> [SHORT PROBLEM]
Render the items as a Markdown table with the columns "No." and "Line," leaving out blank lines. Begin at the line that contains "query (the noun phrase to segment): **handwritten" and stop after the line that contains "[[[846,336],[778,208],[709,69],[523,215],[508,236],[566,400]]]".

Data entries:
'''
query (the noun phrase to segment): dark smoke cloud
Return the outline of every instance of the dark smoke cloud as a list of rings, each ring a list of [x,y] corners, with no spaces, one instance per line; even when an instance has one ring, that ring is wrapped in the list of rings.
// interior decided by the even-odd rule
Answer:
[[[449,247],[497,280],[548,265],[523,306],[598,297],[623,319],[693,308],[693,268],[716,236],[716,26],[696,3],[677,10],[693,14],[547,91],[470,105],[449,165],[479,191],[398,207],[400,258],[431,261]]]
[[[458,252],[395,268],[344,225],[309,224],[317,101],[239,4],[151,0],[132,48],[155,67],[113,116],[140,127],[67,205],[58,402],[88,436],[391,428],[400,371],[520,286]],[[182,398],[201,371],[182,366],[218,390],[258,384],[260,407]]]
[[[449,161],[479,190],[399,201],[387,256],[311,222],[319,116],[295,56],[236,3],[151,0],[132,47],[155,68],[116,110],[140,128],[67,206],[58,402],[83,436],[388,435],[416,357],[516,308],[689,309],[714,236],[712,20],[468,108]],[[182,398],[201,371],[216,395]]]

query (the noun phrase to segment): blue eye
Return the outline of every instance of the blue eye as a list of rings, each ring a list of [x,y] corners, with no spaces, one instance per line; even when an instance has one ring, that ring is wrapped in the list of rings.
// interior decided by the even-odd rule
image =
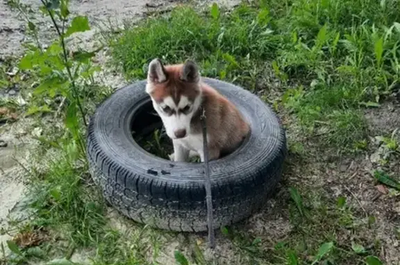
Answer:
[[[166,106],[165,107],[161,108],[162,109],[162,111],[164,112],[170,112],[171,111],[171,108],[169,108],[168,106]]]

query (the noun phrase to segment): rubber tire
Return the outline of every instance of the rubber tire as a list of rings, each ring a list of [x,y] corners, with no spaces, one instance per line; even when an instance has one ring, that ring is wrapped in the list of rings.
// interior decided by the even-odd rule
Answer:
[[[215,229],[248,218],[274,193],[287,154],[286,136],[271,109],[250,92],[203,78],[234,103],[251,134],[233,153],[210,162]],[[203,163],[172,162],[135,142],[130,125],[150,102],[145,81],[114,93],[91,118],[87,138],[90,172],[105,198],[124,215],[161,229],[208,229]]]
'''
'''
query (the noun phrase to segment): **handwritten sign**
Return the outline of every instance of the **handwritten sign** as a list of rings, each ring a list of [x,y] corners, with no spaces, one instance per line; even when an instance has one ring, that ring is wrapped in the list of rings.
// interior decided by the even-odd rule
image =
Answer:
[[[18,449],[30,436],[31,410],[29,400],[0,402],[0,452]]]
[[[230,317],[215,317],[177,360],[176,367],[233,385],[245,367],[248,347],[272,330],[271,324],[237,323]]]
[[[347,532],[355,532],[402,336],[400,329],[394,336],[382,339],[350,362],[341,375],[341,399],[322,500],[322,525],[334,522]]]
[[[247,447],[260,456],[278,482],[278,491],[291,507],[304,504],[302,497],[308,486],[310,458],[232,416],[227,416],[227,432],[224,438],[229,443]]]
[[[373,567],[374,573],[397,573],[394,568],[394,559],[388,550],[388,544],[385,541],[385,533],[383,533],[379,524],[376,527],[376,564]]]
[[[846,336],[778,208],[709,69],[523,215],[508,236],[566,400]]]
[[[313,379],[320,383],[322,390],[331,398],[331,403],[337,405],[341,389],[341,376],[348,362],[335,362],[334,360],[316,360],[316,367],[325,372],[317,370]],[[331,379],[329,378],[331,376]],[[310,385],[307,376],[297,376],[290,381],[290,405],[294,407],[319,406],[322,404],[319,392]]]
'''
> [TASK RESULT]
| No. | Line |
|---|---|
| 1 | query (the noun phrase to segment): **handwritten sign** |
| 2 | Return the outline of every instance of the **handwritten sign** as a list of rings, each ring a list of [x,y] corners, with no spaces, one instance per line; even when an instance has one ring, that ring is wrapped in the list of rings. |
| 3 | // interior decided by the even-odd rule |
| 4 | image = |
| 5 | Answer: |
| 6 | [[[18,449],[30,436],[31,410],[29,400],[0,402],[0,452]]] |
| 7 | [[[230,317],[215,317],[177,360],[176,367],[233,385],[245,367],[248,347],[272,330],[271,324],[237,323]]] |
| 8 | [[[347,532],[355,532],[402,336],[400,329],[394,336],[382,339],[350,362],[341,375],[341,399],[322,500],[322,525],[334,522]]] |
| 9 | [[[247,447],[260,456],[278,482],[278,491],[291,507],[304,504],[302,497],[308,486],[310,458],[232,416],[227,416],[227,432],[224,438],[229,443]]] |
| 10 | [[[373,567],[374,573],[397,573],[394,568],[394,559],[388,550],[388,544],[385,541],[385,533],[383,533],[379,524],[376,527],[376,564]]] |
| 11 | [[[846,336],[778,208],[709,69],[523,215],[508,236],[566,400]]] |